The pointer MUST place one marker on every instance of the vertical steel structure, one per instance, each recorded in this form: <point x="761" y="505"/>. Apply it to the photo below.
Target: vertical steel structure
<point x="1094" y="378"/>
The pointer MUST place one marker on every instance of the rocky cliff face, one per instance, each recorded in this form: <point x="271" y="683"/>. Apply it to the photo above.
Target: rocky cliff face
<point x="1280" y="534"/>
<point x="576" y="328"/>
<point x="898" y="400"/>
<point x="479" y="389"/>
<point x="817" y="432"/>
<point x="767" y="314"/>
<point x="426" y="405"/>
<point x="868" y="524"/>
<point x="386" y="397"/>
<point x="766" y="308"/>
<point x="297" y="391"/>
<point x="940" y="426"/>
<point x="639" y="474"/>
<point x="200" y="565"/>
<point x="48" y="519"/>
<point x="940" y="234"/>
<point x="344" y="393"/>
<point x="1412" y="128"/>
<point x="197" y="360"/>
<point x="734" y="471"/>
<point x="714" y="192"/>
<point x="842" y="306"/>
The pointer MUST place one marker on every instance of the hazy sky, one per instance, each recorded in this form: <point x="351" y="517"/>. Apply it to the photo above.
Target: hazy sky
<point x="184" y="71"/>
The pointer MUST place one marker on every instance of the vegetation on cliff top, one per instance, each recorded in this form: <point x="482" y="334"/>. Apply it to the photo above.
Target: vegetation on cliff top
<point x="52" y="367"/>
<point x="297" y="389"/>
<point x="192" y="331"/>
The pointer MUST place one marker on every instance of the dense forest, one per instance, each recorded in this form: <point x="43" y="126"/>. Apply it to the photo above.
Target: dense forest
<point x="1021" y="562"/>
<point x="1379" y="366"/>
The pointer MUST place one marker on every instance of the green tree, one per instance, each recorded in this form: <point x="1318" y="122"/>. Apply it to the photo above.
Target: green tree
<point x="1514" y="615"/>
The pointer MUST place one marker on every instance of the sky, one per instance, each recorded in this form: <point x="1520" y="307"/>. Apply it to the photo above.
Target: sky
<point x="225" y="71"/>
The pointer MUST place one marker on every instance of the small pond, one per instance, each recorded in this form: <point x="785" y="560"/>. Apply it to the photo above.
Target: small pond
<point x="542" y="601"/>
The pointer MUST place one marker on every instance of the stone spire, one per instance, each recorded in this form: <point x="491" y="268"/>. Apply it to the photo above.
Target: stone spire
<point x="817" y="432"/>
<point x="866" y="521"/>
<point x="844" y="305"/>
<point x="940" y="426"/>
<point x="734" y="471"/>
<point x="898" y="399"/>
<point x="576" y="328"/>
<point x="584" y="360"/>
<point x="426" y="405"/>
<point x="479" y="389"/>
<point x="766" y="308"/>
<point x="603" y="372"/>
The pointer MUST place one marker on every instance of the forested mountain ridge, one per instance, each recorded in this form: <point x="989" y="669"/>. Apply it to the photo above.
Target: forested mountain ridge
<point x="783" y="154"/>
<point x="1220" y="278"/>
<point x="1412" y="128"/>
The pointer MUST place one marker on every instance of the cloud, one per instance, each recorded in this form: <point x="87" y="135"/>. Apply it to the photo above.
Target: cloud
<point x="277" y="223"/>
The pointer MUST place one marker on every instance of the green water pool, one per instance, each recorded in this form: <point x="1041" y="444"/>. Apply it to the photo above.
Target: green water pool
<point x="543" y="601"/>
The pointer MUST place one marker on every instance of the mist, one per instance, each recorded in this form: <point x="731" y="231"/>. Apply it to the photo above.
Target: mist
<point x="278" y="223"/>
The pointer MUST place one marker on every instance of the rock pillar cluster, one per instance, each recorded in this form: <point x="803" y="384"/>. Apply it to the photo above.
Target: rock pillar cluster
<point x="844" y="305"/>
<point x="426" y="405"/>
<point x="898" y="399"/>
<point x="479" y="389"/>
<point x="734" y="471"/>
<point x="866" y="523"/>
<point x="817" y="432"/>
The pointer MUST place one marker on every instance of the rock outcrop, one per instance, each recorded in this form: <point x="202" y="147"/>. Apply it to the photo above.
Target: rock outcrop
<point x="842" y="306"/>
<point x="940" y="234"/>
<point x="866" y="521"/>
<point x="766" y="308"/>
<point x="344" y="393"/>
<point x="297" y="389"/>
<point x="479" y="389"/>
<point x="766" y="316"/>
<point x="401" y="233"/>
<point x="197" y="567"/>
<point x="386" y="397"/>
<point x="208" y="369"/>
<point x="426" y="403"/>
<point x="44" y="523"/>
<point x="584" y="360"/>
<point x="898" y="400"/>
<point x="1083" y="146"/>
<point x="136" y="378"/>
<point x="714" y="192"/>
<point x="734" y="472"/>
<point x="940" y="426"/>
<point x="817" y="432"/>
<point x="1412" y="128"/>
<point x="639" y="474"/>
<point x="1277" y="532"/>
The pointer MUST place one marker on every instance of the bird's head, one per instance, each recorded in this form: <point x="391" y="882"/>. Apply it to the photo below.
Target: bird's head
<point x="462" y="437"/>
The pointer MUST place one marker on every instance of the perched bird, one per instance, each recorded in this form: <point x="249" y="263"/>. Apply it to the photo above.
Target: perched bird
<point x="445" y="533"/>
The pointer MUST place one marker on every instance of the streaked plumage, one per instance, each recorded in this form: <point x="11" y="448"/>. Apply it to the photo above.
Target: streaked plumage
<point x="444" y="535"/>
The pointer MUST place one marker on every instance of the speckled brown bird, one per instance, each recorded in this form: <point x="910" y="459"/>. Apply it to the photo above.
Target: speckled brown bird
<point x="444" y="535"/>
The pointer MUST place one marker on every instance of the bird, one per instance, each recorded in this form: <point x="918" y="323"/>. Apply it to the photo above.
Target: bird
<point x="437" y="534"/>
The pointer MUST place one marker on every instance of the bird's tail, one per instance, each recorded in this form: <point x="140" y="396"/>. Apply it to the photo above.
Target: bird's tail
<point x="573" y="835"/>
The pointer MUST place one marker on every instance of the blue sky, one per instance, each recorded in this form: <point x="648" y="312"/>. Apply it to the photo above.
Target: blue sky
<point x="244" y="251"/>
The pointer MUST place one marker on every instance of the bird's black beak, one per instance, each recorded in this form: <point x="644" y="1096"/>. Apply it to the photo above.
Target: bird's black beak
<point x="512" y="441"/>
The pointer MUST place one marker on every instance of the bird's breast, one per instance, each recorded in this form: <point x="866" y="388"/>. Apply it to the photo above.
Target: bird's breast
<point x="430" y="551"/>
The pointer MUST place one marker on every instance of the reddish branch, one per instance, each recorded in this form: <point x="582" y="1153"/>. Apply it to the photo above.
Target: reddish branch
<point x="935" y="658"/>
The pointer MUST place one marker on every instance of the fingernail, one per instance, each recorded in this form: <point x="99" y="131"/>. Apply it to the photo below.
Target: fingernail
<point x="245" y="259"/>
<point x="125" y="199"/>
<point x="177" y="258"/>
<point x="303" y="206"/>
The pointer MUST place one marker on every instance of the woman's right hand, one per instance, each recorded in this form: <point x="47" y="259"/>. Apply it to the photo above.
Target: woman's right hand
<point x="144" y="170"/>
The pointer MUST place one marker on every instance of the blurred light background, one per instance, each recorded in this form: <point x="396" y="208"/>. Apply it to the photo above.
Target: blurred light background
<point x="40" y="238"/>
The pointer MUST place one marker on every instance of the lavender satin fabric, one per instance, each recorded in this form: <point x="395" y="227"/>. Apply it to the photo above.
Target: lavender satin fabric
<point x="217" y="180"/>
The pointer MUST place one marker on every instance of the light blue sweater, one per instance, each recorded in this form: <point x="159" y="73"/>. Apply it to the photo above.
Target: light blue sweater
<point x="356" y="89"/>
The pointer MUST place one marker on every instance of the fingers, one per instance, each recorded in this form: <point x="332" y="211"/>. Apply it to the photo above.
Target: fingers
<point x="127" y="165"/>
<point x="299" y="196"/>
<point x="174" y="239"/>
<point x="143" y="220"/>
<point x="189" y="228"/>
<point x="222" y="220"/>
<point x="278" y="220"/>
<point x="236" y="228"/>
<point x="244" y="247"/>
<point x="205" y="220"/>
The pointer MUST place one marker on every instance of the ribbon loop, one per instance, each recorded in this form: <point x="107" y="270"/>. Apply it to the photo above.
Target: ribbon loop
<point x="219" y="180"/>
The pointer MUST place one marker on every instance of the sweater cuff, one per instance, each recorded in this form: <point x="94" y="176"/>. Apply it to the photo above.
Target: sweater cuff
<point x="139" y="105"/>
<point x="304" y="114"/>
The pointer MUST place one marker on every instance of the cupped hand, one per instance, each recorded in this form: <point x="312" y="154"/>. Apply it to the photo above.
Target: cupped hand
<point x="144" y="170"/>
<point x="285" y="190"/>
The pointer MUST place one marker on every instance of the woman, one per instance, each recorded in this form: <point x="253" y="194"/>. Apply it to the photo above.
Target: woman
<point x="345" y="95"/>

-.-.-

• [WORK INSTRUCTION]
From the records above, show each line that contains the word "below".

• [SOLUTION TO THIS EXERCISE]
The pointer MUST place one marker on every instance of the vertical steel structure, one per instance, each recorded in this form: <point x="761" y="505"/>. Apply it to the photo below.
The pointer MUST place one marker on every instance of the bird's head, one per instance, each recorded in this form: <point x="391" y="882"/>. Apply it to the photo below.
The pointer MUST place one marker on every instance of the fingernail, one per instance, each recorded in this form: <point x="99" y="131"/>. Apply it to the photo below.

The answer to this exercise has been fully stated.